━━ QUOTED PASSAGE

= Derogation =

Partial suppression of a law

Derogation is a legal term of art, which allows for part or all of a provision in a legal measure to be applied differently, or not at all, in certain cases. The term is also used in Catholic canon law, and in this context differs from dispensation in that it applies to the law, whereas dispensation applies to specific people affected by the law.

==Definitions==
Black's Law Dictionary defines derogation as "the partial repeal or abolishing of a law, as by a subsequent act which limits its scope or impairs its utility and force". It is sometimes used, loosely, to mean abrogation, as in the legal maxim lex posterior derogat priori ("a subsequent law derogates the previous one").

According to West's Encyclopedia of American Law, derogation "implies the taking away of only some part of a law", or it is a "partial repeal of a law, usually by a subsequent act that in some way diminishes its original intent or scope", so distinguished from annulment, defined as the destruction of the law by "an act of the legislative power, by constitutional authority, or by usage". Black's also distinguishes from what it calls "abrogation, which means the entire repeal and annulment of a law".

In the law of treaties, derogation means the setting aside of some provision or requirement of the treaty. The party to the treaty is said to have "derogated from" that provision.

In human rights law, the term may carry the additional meaning of a national legislature suspending an obligation for a legitimate objective, usually a national security exception or some other extraordinary circumstance relating to the maintenance of public order.

==History==
===Jura regalia===

In the conflict between English common law and ecclesiastical courts, both existed as legal systems of equal validity in one geographic space. By the mid 14th century the English Parliament had attempted to limit ecclesiastical jurisdiction with the Statute of Praemunire. Based on the legislation, litigants in ecclesiastical courts argued that canon law, under the authority of Rome, was a derogation of the rights of the English crown, and argued for damages and criminal penalties under that statute.

━━━━

» CHALLENGES
**1.** Copy the part of the text on derogation between "In human rights" and "under that statute.", inclusive.
**2.** Answer these questions about the text on derogation:
(a) Which dictionary defines derogation as "the partial repeal or abolishing of a law"?
(b) In the law of treaties, what is a party said to have done to a provision it sets aside?
(c) With what statute did the English Parliament attempt to limit ecclesiastical jurisdiction by the mid 14th century?
**3.** Pick up the text on derogation where it ends and carry it forward.

━━ INFORMATION GIVEN

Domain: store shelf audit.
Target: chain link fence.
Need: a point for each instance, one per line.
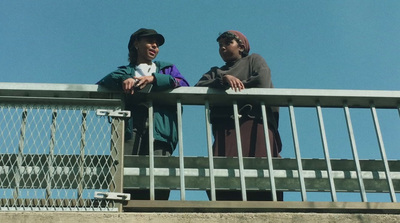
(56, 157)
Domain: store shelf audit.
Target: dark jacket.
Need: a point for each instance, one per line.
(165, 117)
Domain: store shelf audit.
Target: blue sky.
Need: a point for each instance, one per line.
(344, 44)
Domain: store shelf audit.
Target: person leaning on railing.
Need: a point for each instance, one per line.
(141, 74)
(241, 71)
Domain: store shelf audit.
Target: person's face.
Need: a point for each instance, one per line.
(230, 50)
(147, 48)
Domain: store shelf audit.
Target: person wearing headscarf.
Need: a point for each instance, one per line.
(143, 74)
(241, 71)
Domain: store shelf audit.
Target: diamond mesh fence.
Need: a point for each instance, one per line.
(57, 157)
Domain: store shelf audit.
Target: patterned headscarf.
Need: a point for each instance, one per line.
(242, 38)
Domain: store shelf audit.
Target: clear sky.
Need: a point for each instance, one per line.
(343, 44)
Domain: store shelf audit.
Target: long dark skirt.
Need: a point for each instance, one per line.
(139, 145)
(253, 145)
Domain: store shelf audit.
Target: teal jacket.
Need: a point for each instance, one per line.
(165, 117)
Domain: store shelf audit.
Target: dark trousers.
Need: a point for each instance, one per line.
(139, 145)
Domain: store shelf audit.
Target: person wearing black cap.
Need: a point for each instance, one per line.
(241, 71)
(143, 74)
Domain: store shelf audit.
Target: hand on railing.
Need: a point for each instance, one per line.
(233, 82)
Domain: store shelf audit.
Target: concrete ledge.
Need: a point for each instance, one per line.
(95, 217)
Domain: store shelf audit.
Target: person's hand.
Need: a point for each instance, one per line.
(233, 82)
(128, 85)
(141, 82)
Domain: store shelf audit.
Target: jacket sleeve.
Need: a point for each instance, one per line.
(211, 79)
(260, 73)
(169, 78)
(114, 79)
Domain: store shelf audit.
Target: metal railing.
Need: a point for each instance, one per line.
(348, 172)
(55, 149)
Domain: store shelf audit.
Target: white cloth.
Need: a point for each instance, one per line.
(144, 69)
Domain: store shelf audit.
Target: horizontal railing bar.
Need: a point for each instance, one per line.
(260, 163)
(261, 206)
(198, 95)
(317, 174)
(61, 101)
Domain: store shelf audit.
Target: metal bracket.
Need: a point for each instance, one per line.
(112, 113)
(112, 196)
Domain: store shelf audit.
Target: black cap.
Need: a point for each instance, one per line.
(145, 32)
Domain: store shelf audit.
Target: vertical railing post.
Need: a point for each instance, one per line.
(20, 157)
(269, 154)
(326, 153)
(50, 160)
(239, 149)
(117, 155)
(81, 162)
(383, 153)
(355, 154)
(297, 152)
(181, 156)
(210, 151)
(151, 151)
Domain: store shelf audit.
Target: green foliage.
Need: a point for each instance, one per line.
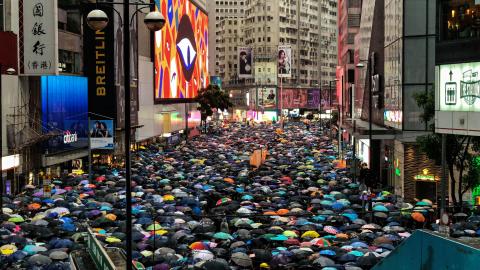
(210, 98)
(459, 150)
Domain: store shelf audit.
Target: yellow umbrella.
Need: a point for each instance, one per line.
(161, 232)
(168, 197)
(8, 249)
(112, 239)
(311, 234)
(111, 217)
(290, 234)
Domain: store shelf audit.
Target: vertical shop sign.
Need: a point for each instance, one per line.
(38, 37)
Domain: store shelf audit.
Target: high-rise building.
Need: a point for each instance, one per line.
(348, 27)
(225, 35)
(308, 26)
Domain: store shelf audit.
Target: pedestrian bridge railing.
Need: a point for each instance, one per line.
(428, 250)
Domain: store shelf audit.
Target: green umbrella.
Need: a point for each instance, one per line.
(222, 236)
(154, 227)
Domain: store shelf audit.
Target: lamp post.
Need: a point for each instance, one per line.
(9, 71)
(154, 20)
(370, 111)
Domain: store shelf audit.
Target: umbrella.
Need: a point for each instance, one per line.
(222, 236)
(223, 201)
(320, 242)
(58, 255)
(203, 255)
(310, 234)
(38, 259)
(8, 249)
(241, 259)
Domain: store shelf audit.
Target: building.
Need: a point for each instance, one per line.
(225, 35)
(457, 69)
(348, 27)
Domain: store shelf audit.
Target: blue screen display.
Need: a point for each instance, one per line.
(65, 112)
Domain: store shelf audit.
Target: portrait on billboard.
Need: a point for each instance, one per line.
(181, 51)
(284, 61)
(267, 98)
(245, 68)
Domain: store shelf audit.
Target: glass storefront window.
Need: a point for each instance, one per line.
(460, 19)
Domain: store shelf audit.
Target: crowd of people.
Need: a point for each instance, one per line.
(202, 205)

━━━━

» ANSWERS TO THE EXERCISES
**1.**
In human rights law, the term may carry the additional meaning of a national legislature suspending an obligation for a legitimate objective, usually a national security exception or some other extraordinary circumstance relating to the maintenance of public order.

==History==
===Jura regalia===

In the conflict between English common law and ecclesiastical courts, both existed as legal systems of equal validity in one geographic space. By the mid 14th century the English Parliament had attempted to limit ecclesiastical jurisdiction with the Statute of Praemunire. Based on the legislation, litigants in ecclesiastical courts argued that canon law, under the authority of Rome, was a derogation of the rights of the English crown, and argued for damages and criminal penalties under that statute.

**2.**
(a) Black's Law Dictionary.
(b) It has "derogated from" that provision.
(c) The Statute of Praemunire.

**3.**
After the Reformation, appealing to the Roman (or "spiritual") jurisdiction was considered punishable as an offence in derogation of the king's authority. Edward Coke argued that derogating from the common law was the same as diminishing the authority of the King. According to Coke, the royal power had been undermined by the ecclesiastical jurisdiction: "the pope had usurped spiritual jurisdiction of this realm in derogation of the imperial crown of the king." Coke defended royal supremacy in De Iure Regis Ecclesiastico in a historical commentary of the common law's protection of royal authority against papal subversion.

===Common law===
There is a legal maxim: Statutes in derogation of the common law are to be strictly construed. This is also called the "derogation canon". After the American Civil War legislation started to become more important, and some people saw common law as a way of expanding and discovering new rights under the Due Process Clause jurisprudence. Others thought that legislative statutes that changed common law ought to be narrowly interpreted without expansion, as the derogation canon suggested. This became a source of political conflict. Henry Campbell Black (of Black's Law Dictionary) wrote:

It is a rule generally observed (except where prohibited by statute) that acts of the legislature made in derogation of the common law will not be extended by construction; that is, the legislature will not be presumed to intend innovations upon the common law, and its enactments will not be extended, in directions contrary to the common law, further than is indicated by the express terms of the law or by fair and reasonable implications from its nature or purpose or the language employed.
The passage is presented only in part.